DIRECTIONS:
Please pick out and copy every line of the records below that contains the word "white". Match case exactly.
━━━ MATERIAL TO PROCESS ━━━
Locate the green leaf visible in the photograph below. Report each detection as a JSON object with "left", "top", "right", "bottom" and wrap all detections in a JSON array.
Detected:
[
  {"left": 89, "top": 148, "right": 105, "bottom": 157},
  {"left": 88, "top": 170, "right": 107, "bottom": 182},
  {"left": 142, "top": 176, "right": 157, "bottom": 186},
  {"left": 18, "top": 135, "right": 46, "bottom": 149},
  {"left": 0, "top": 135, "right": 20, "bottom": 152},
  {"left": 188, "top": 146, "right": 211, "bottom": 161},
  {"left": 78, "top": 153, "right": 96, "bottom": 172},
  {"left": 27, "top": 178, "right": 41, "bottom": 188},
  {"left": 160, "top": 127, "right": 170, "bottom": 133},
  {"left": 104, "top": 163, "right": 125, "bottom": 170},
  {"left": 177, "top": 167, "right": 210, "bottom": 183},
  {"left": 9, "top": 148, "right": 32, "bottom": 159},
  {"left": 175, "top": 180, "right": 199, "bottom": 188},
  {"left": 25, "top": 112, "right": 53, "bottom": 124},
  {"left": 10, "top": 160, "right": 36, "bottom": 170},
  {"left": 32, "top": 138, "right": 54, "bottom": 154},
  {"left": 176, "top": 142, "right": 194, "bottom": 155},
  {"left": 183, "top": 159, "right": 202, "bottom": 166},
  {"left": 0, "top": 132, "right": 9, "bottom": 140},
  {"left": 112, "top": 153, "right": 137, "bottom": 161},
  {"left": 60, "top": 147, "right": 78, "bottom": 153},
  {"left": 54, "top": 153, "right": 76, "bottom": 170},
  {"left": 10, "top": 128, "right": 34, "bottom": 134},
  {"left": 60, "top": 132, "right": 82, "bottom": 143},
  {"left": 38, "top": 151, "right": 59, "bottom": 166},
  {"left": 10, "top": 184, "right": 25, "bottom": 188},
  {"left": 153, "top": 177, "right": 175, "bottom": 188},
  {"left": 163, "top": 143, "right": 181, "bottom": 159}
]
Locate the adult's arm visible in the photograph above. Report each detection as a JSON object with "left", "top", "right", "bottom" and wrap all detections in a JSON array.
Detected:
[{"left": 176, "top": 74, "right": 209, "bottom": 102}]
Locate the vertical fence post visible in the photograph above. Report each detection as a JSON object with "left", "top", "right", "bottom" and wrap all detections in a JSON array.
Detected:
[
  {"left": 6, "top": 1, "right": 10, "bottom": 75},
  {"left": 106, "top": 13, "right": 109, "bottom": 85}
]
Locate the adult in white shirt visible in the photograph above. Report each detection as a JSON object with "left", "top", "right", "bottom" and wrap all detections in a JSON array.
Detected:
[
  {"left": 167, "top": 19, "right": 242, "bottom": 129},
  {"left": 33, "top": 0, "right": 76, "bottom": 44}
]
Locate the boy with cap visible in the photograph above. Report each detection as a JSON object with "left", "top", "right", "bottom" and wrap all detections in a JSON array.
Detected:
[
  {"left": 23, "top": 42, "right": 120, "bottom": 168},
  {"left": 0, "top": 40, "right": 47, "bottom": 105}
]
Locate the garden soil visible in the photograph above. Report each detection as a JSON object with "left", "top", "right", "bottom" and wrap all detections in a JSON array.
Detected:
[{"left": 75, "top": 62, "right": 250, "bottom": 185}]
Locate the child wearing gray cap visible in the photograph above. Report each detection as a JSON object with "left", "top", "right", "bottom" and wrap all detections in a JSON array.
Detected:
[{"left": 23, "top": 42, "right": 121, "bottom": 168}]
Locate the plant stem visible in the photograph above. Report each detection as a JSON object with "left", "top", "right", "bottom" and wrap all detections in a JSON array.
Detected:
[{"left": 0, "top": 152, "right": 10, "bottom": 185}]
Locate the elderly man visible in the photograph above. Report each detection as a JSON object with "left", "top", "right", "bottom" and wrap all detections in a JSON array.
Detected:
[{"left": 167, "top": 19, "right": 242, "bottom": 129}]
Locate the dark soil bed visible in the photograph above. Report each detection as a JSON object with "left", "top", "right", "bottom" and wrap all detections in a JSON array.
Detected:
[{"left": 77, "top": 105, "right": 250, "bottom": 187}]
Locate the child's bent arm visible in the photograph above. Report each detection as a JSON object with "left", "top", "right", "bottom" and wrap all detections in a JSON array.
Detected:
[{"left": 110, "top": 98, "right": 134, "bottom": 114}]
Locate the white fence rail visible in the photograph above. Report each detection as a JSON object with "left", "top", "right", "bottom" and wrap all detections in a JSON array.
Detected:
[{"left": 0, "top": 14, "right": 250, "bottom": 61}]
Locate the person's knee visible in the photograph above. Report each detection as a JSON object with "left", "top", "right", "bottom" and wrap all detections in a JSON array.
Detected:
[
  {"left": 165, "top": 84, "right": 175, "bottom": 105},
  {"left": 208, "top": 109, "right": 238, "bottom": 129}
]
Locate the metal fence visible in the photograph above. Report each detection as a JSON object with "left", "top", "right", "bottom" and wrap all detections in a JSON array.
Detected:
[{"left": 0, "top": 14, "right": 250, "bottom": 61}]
━━━
━━━ MATERIAL TO PROCESS ━━━
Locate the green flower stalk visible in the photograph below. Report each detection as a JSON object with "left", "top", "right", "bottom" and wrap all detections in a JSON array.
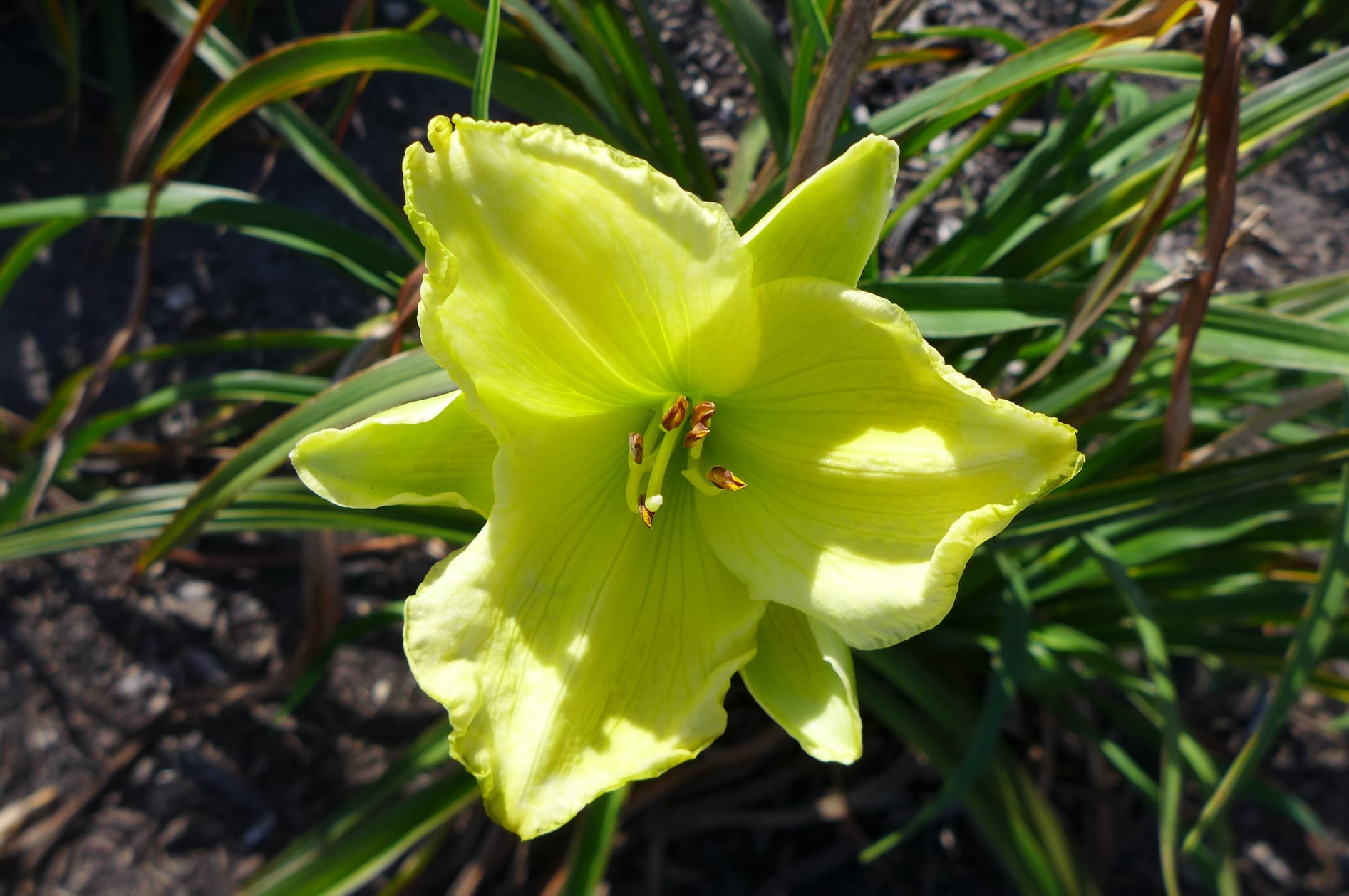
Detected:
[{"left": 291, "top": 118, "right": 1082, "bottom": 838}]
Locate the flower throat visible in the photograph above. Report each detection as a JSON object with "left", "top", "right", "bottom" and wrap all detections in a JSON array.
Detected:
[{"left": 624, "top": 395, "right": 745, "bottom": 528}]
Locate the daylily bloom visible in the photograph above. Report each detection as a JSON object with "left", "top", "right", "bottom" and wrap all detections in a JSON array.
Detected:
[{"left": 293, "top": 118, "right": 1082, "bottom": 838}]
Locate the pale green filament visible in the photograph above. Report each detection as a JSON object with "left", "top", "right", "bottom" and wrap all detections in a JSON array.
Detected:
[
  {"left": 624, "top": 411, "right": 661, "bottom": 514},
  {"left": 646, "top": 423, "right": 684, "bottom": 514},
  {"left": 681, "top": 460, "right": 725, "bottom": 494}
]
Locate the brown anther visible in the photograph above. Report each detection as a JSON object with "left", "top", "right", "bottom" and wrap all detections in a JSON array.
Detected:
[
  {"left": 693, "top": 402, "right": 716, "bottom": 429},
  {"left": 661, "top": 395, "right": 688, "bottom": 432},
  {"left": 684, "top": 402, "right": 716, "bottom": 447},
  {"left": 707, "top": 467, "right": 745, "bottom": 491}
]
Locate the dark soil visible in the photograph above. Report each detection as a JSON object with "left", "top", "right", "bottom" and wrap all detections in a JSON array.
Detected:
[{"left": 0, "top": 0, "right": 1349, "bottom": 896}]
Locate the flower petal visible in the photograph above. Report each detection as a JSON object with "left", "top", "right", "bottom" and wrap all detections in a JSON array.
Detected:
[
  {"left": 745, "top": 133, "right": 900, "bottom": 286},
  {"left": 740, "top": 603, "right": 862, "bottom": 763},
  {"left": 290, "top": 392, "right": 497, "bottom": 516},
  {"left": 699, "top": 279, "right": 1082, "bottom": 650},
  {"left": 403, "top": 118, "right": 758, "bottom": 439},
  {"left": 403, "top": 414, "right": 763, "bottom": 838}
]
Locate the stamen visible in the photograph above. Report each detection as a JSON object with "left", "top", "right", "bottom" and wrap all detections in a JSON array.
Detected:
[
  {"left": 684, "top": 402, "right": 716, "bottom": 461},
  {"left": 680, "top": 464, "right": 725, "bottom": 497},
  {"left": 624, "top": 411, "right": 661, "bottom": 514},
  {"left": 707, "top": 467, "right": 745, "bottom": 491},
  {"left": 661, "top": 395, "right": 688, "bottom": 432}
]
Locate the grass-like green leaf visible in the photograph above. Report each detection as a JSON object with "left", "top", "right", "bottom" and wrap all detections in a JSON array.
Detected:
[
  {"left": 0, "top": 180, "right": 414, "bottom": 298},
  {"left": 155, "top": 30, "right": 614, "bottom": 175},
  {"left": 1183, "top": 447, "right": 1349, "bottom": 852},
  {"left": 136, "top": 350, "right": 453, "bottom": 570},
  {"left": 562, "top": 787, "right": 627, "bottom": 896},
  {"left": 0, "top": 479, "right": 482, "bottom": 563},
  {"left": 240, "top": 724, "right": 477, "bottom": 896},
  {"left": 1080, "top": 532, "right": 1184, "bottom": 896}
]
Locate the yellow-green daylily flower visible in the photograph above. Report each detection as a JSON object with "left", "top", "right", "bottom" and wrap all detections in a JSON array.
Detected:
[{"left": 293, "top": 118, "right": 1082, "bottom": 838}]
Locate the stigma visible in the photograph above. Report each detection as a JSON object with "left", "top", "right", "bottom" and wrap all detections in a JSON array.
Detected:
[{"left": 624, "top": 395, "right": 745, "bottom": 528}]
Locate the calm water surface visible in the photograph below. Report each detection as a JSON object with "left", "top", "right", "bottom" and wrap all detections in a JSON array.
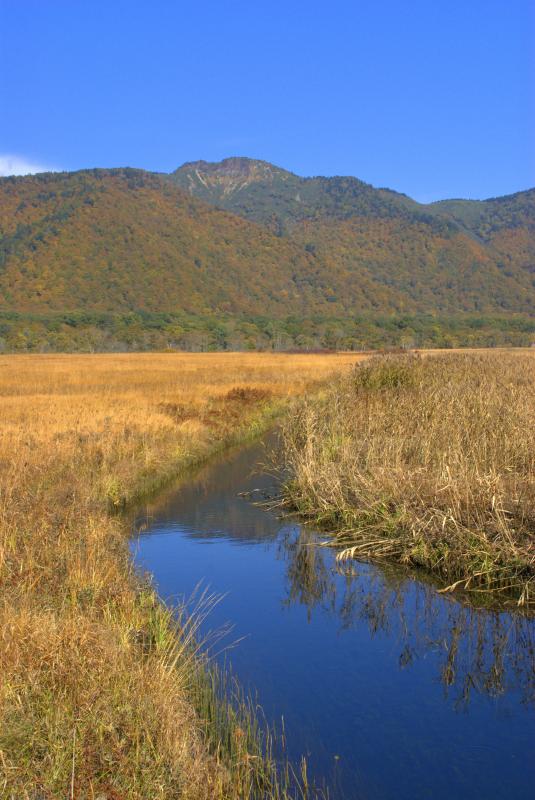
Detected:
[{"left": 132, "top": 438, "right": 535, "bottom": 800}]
━━━
━━━ MATERIAL TO PROCESS ━━━
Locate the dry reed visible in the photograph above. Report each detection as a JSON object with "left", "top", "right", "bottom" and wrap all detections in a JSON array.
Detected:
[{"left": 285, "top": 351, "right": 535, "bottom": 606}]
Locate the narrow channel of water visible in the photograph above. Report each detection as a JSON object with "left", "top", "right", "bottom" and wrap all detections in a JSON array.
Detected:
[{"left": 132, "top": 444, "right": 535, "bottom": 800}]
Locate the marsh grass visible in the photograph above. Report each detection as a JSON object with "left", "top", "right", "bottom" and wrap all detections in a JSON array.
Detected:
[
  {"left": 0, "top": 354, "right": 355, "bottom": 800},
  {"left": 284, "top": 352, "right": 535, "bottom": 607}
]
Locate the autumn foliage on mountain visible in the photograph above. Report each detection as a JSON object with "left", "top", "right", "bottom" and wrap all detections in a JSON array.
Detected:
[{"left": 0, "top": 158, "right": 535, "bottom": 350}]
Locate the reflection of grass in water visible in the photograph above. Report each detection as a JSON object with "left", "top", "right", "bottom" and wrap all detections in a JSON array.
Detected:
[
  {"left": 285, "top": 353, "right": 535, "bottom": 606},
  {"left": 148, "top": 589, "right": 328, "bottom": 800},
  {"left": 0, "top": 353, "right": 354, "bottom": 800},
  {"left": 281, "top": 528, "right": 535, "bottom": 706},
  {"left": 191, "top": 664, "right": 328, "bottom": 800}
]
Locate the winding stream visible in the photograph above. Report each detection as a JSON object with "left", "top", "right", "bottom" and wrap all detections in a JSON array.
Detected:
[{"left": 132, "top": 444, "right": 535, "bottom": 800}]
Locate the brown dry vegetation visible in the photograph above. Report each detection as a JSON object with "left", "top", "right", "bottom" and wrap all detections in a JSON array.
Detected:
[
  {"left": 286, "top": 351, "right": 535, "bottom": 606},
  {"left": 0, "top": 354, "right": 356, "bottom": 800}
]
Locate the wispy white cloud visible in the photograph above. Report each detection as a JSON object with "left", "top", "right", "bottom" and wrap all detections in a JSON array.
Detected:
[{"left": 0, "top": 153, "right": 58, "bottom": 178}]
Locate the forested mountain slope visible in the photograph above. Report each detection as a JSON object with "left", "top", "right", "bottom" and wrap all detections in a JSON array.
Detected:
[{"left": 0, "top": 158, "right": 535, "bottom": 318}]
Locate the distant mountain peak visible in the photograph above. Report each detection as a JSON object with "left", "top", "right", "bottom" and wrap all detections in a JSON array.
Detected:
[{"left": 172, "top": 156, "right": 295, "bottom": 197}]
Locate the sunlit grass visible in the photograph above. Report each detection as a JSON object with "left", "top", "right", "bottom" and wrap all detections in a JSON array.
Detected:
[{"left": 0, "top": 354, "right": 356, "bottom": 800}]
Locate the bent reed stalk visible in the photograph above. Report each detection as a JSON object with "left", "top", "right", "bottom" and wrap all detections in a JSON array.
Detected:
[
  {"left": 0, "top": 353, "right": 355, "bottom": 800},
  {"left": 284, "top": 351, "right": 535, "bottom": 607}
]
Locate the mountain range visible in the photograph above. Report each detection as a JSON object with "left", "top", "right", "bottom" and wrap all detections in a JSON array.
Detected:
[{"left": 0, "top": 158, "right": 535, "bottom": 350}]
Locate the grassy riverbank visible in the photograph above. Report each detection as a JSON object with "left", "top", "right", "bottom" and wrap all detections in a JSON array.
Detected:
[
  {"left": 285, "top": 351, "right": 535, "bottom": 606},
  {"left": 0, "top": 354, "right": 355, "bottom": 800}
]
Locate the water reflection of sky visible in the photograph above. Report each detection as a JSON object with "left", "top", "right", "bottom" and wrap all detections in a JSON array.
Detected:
━━━
EXERCISE RESULT:
Locate the adult in white shirt visible in the photograph above. Report each detection as a JSON object with "left", "top", "right", "bottom" and wrap all detections in a JSON array.
Locate the white fence rail visible in the photograph above. Report each detection as a JSON object with "left", "top", "right", "bottom" and wrap all detections in a JSON array.
Locate the wispy white cloud visible in the photograph above. Report each detection as a JSON object with "left", "top", "right", "bottom" and wrap all detections in a JSON array.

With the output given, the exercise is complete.